To do: Can you write out, word for word, the passage of the soft 404 error text from "Don’t think this" up to and including "nothing found message."?

Text section:
——

What is a soft 404 error and what to do about it?

If you’ve been working on your site for a while, you might have come across a soft 404 error. Google Search Console might have sent you an email notifying you of a number of soft 404 errors on your site. But what are these errors? What is ‘soft’ about a 404 error? Why do they happen and what can you do about this kind of error? Read on to find out!

What is a soft 404 error?

A soft 404 error is a confusing error, so let’s break it down. First, we’ll look at what a regular 404 is:

  • A 404 error happens when a page is not available and the server sends the correct HTTP status code — a 404 Not Found — to the browser telling the page is nowhere to be found.
  • A soft 404 error happens when the server sends a 200 OK status for the requested page, but Google thinks that the page should return a 404. It may do this if the page content looks like an error, or, if there’s no content.

So basically, pages with soft 404 errors are pages that don’t or shouldn’t exist but still exists according to the CMS. Confusing, right? If it’s confusing for you as a reader, think about how search engines get confused by this. A soft 404 error is not a standard server status code, but a label that search engines add to help them make sense of these pages and to ignore these as they see fit. These errors show up in tools like Google Search Console and you should do your best to fix these.

If the regular 404 pages return a 200 OK status, these pages still seem to exist and might end up in the search engine results page if crawled and indexed. That’s not what you want. When a search result gets a soft 404 error label it will not appear in the index.

Don’t think this never happens. It does quite a lot, actually, especially in CMS’s like WordPress. There are a lot of automatically generated, totally empty and useless pages in WordPress.

Here’s a quick example. Just make a new tag in WordPress, leave it empty and visit it on your site. Open your browser’s developers tools and you’ll the page gets a 200 status message while also displaying a big nothing found message.

Tadaa, you’ve created a soft 404 error.

The page is not found and yet it gives a 200 status saying everything is A-OK

Can soft 404 errors harm SEO?

——

Supplied material:
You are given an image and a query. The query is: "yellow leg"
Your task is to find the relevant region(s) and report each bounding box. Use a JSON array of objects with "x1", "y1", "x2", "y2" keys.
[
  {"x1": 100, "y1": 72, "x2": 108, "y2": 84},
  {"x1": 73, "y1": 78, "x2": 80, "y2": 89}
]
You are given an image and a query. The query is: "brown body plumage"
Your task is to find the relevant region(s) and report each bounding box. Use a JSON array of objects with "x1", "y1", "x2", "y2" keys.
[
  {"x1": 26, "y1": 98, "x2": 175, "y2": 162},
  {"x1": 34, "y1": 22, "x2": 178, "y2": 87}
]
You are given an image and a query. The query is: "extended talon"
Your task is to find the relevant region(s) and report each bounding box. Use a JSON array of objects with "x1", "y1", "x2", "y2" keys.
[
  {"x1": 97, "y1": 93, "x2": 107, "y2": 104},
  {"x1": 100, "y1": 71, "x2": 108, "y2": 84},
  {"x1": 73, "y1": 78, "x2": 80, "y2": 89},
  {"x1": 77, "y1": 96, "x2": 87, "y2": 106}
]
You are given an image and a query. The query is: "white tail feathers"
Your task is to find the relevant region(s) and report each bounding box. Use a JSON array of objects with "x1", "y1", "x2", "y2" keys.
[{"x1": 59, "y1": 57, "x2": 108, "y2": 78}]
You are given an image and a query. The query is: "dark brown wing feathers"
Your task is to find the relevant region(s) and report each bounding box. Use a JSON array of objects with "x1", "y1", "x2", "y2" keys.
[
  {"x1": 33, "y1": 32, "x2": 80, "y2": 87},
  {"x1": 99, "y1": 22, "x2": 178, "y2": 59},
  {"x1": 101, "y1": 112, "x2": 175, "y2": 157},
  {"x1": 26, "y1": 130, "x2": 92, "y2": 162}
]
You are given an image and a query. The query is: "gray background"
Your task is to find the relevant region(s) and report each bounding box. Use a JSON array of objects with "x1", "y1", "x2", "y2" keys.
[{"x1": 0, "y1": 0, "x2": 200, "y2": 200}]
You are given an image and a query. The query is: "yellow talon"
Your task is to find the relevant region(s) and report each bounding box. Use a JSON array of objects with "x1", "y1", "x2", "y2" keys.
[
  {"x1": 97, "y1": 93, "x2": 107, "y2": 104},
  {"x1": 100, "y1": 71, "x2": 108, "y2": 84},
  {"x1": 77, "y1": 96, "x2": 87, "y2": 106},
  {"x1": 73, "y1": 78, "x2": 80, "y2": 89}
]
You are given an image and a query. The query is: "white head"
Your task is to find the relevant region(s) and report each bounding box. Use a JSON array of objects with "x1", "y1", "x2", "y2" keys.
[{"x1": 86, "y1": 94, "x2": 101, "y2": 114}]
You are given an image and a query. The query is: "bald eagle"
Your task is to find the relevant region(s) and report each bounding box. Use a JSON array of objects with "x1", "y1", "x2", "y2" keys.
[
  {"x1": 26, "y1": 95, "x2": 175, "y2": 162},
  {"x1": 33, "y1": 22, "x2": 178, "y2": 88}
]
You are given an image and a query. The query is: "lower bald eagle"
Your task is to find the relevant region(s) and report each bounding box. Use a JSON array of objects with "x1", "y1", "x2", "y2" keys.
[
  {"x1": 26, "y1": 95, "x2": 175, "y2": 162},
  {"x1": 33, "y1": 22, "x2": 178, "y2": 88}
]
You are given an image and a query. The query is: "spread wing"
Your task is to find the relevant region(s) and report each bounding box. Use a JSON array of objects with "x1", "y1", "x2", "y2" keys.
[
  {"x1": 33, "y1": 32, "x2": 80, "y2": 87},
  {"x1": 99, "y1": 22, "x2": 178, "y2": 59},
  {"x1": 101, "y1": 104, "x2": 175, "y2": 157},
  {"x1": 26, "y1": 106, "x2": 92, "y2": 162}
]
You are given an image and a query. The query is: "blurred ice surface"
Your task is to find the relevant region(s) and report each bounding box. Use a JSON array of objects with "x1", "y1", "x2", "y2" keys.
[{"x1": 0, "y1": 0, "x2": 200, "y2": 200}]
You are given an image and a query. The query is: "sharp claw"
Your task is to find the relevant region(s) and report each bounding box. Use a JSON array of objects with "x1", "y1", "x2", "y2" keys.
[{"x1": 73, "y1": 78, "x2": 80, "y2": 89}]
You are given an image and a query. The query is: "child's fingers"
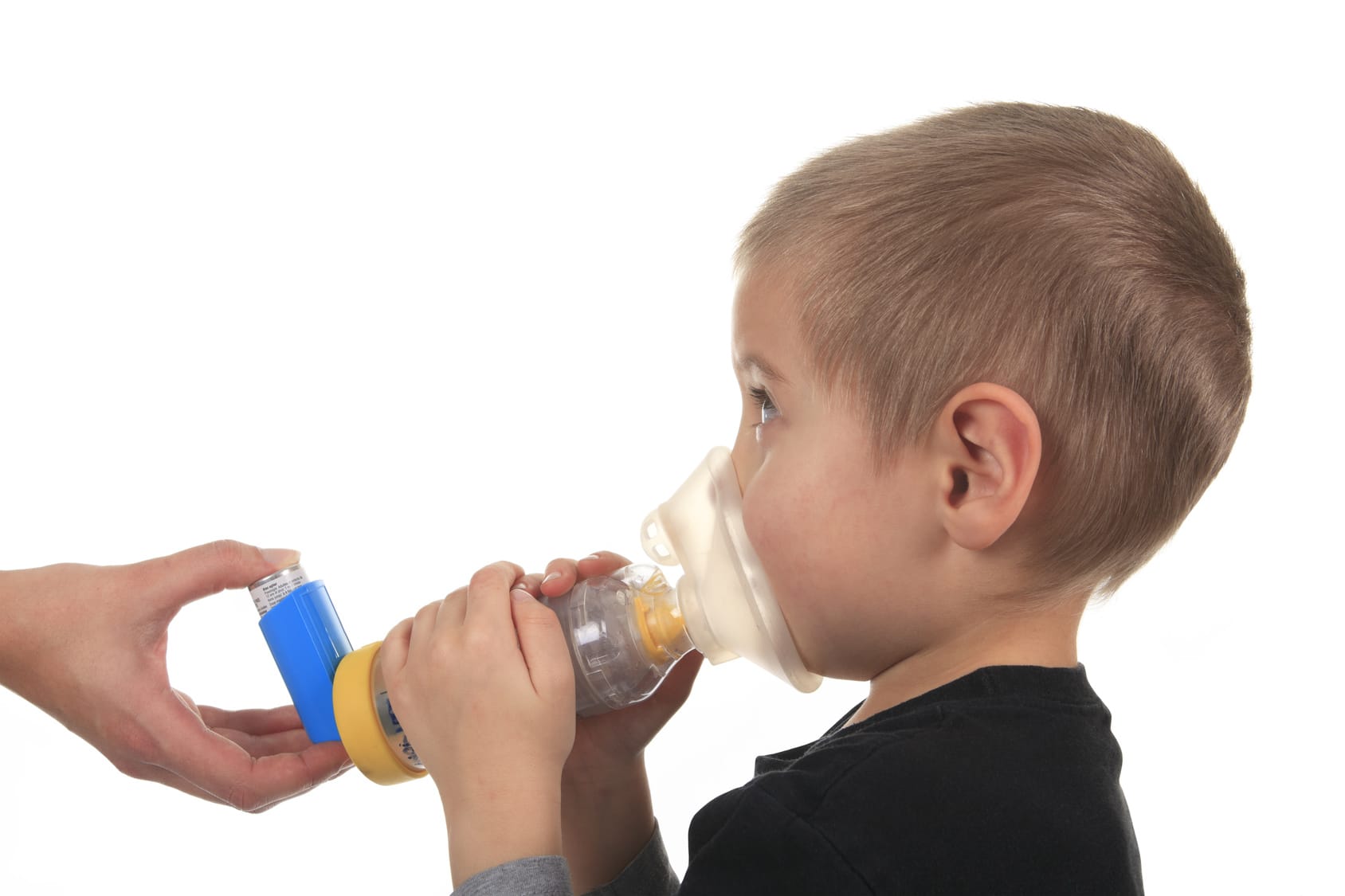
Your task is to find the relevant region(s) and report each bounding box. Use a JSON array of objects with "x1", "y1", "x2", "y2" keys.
[
  {"x1": 464, "y1": 560, "x2": 523, "y2": 634},
  {"x1": 406, "y1": 600, "x2": 445, "y2": 662},
  {"x1": 541, "y1": 557, "x2": 578, "y2": 597},
  {"x1": 510, "y1": 573, "x2": 542, "y2": 597},
  {"x1": 510, "y1": 589, "x2": 574, "y2": 712},
  {"x1": 542, "y1": 550, "x2": 631, "y2": 597},
  {"x1": 378, "y1": 619, "x2": 416, "y2": 674},
  {"x1": 578, "y1": 550, "x2": 631, "y2": 578}
]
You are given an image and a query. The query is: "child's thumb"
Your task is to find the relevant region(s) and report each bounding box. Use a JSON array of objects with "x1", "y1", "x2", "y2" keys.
[
  {"x1": 127, "y1": 541, "x2": 299, "y2": 612},
  {"x1": 510, "y1": 588, "x2": 574, "y2": 699}
]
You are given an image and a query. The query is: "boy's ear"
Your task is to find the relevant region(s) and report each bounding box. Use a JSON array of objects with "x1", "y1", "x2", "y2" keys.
[{"x1": 932, "y1": 382, "x2": 1041, "y2": 550}]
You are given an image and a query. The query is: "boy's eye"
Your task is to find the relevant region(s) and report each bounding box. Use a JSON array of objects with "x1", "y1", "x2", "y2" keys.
[{"x1": 748, "y1": 386, "x2": 780, "y2": 426}]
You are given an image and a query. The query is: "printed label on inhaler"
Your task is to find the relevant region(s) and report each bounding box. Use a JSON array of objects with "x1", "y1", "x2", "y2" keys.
[{"x1": 248, "y1": 564, "x2": 308, "y2": 616}]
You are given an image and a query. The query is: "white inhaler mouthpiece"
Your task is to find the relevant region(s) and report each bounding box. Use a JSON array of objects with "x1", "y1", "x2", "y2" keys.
[{"x1": 640, "y1": 448, "x2": 822, "y2": 693}]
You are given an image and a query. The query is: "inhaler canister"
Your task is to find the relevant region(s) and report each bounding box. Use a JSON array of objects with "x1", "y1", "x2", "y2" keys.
[{"x1": 248, "y1": 564, "x2": 350, "y2": 744}]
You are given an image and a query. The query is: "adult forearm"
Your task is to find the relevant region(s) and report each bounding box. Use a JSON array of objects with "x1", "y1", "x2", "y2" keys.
[{"x1": 561, "y1": 756, "x2": 653, "y2": 894}]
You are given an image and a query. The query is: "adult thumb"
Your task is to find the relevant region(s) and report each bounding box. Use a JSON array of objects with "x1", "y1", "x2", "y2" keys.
[{"x1": 129, "y1": 541, "x2": 299, "y2": 612}]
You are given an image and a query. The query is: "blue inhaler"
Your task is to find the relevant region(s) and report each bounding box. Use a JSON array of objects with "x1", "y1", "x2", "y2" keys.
[
  {"x1": 248, "y1": 564, "x2": 350, "y2": 744},
  {"x1": 249, "y1": 448, "x2": 822, "y2": 784}
]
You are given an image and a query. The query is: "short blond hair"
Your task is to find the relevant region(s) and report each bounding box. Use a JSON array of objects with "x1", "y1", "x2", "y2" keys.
[{"x1": 737, "y1": 104, "x2": 1251, "y2": 595}]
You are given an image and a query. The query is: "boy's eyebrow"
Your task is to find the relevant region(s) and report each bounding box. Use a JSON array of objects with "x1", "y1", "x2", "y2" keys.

——

Output of the exercise:
Don’t think this never happens. It does quite a lot, actually, especially in CMS’s like WordPress. There are a lot of automatically generated, totally empty and useless pages in WordPress.

Here’s a quick example. Just make a new tag in WordPress, leave it empty and visit it on your site. Open your browser’s developers tools and you’ll the page gets a 200 status message while also displaying a big nothing found message.